INSTRUCTIONS TO FOLLOW
Find the line in the entries below that contains "TARGET = white trim". Repeat it exactly, and every line after it through the line that contains "TARGET = rainfall shower head".

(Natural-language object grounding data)
────────────────────────────────────────

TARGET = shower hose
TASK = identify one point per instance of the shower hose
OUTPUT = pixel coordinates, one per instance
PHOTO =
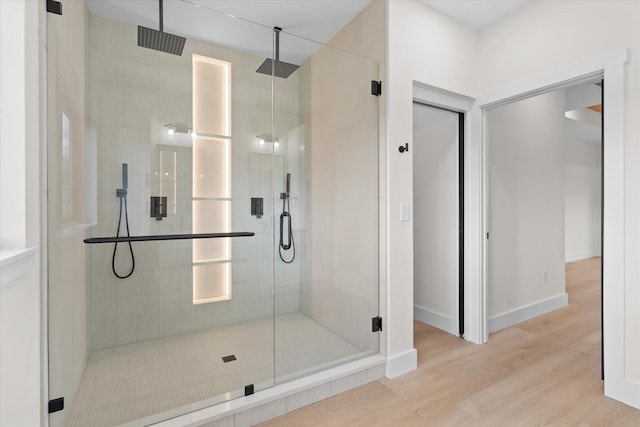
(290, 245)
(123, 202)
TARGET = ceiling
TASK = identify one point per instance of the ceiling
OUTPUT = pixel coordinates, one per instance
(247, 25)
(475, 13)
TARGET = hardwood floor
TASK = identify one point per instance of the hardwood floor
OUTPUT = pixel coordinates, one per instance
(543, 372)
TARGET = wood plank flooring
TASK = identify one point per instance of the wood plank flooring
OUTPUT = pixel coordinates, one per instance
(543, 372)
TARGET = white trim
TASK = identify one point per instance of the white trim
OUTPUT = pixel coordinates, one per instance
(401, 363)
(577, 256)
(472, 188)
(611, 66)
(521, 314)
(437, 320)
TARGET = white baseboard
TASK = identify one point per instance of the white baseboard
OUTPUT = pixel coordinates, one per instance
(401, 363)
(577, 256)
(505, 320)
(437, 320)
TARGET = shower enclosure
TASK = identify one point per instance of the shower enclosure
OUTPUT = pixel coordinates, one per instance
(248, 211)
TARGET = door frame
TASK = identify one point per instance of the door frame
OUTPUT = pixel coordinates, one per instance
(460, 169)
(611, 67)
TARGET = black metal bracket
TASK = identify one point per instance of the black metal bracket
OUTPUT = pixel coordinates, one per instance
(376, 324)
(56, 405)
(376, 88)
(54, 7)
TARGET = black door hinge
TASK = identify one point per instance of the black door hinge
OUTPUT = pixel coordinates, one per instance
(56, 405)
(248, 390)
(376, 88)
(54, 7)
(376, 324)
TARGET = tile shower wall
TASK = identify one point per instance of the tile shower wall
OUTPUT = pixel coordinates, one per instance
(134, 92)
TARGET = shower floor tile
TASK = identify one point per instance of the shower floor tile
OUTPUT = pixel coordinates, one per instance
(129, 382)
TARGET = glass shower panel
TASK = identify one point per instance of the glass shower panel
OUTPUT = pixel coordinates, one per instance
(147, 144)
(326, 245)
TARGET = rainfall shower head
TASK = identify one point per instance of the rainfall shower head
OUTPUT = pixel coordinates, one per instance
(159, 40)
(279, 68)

────────────────────────────────────────

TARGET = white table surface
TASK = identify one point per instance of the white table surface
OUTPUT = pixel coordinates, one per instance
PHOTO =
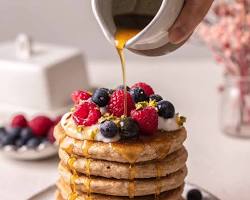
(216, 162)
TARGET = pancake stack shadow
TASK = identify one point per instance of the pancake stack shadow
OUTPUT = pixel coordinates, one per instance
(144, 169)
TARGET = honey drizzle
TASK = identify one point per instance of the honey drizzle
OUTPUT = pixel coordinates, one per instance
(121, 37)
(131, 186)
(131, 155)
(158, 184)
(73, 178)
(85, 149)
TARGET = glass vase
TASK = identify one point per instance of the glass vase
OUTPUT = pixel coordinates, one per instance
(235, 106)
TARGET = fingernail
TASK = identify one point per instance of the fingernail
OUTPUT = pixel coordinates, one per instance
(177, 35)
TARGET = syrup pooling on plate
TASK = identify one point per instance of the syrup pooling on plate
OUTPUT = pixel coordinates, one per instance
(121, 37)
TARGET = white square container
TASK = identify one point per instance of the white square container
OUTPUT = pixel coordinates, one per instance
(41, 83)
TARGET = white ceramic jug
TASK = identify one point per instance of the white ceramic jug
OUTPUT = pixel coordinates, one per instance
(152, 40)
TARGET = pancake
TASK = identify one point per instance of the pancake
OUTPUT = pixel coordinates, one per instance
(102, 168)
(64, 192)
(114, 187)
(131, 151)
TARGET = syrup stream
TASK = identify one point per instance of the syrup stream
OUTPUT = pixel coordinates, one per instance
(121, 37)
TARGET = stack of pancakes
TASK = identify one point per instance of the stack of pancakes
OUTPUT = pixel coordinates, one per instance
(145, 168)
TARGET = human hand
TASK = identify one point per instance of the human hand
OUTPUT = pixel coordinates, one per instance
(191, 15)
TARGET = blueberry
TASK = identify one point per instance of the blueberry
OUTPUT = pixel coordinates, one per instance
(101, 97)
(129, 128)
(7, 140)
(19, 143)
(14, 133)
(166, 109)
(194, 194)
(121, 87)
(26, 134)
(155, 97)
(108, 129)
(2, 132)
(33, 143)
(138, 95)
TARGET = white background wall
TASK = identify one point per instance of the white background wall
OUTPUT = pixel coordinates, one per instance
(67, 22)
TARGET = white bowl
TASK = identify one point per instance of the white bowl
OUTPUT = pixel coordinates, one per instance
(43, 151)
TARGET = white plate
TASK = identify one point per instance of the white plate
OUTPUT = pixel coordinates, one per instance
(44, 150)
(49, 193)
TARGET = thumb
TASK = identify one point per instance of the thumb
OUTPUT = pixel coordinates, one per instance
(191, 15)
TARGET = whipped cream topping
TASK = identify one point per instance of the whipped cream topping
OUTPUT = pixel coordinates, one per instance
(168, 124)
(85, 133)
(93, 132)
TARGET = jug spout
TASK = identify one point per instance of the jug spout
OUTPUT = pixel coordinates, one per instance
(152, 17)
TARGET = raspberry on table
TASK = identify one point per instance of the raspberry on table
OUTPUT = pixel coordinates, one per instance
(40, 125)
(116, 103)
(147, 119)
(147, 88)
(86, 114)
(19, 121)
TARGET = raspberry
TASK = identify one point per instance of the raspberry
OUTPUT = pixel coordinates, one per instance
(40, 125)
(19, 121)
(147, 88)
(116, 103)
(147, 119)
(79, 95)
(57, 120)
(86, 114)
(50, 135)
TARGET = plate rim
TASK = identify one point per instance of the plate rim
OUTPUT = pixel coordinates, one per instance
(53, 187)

────────────────────────────────────────

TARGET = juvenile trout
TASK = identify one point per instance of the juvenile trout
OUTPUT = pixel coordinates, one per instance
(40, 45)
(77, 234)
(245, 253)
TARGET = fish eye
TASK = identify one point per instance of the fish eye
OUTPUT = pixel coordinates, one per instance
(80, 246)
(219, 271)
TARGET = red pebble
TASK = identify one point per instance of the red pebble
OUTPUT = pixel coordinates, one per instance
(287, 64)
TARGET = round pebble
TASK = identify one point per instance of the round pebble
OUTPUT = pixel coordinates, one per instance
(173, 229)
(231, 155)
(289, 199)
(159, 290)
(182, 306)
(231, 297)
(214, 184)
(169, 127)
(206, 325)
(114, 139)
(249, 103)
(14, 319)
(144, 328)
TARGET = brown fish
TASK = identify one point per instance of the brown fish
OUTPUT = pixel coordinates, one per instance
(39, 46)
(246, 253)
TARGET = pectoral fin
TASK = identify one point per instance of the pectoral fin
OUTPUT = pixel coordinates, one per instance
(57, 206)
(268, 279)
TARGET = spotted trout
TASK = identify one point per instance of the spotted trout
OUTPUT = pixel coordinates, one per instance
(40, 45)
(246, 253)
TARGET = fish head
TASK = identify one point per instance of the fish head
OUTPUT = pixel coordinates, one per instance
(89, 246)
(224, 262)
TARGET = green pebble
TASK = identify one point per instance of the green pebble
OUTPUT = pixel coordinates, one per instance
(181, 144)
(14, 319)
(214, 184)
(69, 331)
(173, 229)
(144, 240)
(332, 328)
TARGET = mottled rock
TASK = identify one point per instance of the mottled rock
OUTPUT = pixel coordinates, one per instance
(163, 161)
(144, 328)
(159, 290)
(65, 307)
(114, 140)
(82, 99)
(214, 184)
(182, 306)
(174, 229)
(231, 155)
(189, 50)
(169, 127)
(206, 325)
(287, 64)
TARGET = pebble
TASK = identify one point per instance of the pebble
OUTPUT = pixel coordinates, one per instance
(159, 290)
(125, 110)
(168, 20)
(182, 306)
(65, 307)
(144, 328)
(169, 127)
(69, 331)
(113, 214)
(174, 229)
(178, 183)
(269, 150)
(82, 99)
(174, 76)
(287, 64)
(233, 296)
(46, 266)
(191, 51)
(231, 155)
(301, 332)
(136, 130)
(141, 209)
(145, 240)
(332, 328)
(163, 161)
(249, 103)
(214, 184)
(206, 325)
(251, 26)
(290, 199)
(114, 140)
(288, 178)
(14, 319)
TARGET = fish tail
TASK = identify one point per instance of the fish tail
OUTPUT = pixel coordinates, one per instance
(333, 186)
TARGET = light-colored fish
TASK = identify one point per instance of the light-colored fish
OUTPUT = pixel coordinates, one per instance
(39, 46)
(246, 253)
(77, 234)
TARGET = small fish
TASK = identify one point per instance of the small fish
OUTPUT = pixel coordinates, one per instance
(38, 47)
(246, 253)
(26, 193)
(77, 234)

────────────────────────────────────────

TASK SOLUTION
TARGET = white trim
TASK = identify one point per instance of the white trim
OUTPUT = pixel coordinates, one per instance
(401, 363)
(577, 256)
(472, 188)
(611, 66)
(521, 314)
(437, 320)
TARGET = white baseboard
TASK = identify one point per instance of the white baseboard
OUTPUT = pixel coordinates, one per instance
(401, 363)
(577, 256)
(505, 320)
(437, 320)
TARGET = shower enclosure
TASK = identify one point per instance of the shower enclosure
OUTPUT = pixel coordinates, one per instance
(248, 211)
TARGET = door frame
TASK = identify one point per instance of the door frame
OUTPUT = pixel coordinates, one per instance
(460, 169)
(611, 67)
TARGET = black metal bracket
TASK = identify one point per instance of the black metal bracket
OUTPUT = pixel coordinates, one per instance
(376, 324)
(56, 405)
(376, 88)
(54, 7)
TARGET = black door hinge
TASK = identify one point per instance of the black door hinge
OUTPUT = pixel coordinates, one per instance
(56, 405)
(248, 390)
(376, 88)
(54, 7)
(376, 324)
TARGET = tile shower wall
TASK = identify one point per instance of the tile shower wall
OUTPUT = pixel coordinates, one per instance
(134, 92)
TARGET = shower floor tile
TASK = identify one point per instance of the shower floor tile
OUTPUT = pixel coordinates, one per instance
(129, 382)
TARGET = glass shower panel
TASK = identify one point per instance of the glass shower panel
OUTPUT = pixel coordinates, one per instance
(147, 144)
(326, 245)
TARGET = rainfall shower head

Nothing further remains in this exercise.